_The exercise_
Please put every line from the start of the listing through the line holding "111), (251, 104)]]", inclusive, into a JSON list of strings, one string per line and no blank lines.

_ _ _ _

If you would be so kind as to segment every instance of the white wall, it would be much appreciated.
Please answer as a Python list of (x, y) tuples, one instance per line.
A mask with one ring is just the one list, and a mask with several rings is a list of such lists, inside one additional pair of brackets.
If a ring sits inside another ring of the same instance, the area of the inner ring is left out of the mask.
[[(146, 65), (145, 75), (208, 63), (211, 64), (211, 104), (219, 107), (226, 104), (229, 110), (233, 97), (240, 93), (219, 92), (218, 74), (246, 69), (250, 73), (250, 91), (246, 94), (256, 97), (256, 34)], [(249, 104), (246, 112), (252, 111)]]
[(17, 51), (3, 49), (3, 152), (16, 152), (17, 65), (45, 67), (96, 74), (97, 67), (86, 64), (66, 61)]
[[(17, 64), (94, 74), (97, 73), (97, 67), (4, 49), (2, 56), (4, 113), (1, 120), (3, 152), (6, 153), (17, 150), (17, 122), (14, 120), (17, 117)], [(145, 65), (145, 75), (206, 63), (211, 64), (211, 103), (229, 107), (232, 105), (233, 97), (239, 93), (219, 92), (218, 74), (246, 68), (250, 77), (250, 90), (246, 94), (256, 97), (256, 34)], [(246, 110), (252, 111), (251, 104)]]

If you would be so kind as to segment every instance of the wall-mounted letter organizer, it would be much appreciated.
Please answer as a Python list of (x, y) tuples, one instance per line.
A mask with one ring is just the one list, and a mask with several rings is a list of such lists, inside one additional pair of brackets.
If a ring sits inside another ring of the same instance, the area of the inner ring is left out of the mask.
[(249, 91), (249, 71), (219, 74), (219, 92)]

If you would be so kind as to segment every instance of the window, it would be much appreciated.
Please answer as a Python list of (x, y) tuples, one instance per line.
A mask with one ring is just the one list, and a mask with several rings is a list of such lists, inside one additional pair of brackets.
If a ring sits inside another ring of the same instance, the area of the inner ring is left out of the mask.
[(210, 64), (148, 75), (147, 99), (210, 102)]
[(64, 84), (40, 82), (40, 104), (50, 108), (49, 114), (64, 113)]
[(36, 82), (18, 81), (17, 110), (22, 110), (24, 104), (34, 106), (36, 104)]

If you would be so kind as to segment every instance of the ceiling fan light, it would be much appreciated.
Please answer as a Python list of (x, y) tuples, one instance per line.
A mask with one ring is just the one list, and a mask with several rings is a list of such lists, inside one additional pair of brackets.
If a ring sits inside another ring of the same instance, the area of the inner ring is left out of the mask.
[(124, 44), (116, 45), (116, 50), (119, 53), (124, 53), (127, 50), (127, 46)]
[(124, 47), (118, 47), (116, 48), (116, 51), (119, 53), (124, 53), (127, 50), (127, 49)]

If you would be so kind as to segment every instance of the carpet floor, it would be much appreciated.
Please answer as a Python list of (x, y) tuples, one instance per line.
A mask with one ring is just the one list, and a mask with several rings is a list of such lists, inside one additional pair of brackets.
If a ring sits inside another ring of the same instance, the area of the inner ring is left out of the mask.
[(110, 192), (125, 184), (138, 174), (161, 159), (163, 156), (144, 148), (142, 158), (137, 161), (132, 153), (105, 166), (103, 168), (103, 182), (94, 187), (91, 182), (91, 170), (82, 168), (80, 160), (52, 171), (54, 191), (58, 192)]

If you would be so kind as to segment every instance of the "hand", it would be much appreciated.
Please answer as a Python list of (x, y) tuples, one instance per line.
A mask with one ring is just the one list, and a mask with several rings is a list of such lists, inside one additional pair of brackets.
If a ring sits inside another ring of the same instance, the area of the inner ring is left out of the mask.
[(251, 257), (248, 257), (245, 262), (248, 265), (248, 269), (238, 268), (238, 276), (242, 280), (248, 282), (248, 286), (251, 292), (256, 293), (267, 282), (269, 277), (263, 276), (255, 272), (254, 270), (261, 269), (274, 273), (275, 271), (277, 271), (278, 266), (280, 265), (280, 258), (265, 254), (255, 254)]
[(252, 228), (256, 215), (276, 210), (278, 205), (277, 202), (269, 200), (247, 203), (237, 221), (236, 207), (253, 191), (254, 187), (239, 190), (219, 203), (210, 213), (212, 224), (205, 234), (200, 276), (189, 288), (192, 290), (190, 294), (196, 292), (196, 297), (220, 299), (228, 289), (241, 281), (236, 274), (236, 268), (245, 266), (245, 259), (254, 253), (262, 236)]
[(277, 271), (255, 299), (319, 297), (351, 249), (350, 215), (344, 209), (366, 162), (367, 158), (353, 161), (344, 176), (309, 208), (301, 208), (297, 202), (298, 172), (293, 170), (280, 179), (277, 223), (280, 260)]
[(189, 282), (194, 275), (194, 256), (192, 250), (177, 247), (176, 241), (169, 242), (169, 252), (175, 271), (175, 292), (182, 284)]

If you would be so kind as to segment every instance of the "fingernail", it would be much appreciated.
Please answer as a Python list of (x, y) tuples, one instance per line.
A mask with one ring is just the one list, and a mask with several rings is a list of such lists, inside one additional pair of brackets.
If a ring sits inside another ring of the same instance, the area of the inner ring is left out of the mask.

_ _ _ _

_Response for this exercise_
[
  "If you would be so kind as to segment every instance of the white wall, it would be much appreciated.",
  "Please answer as a Python list of (x, y) tuples, one instance per line.",
  "A mask with one ring is just the one list, and a mask with several rings is a list of such lists, inside one additional pair of brackets.",
  "If a ring sits inside another ring of the same instance, the area of the inner ring is left out of the mask.",
  "[[(146, 65), (145, 75), (208, 63), (211, 64), (211, 104), (219, 107), (226, 104), (229, 110), (233, 97), (240, 93), (219, 92), (218, 74), (246, 69), (250, 73), (250, 91), (246, 94), (256, 97), (256, 34)], [(249, 104), (246, 112), (252, 111)]]",
  "[(17, 51), (3, 49), (3, 152), (16, 152), (17, 65), (45, 67), (96, 74), (97, 67), (86, 64), (66, 61)]",
  "[[(17, 64), (94, 74), (97, 73), (97, 67), (4, 49), (2, 56), (4, 113), (1, 120), (3, 152), (6, 153), (17, 150), (17, 122), (14, 120), (17, 117)], [(145, 65), (145, 75), (206, 63), (211, 64), (211, 103), (229, 107), (232, 105), (233, 97), (239, 93), (219, 92), (218, 74), (246, 68), (250, 77), (250, 90), (246, 94), (256, 97), (256, 34)], [(246, 110), (252, 111), (251, 104)]]"
]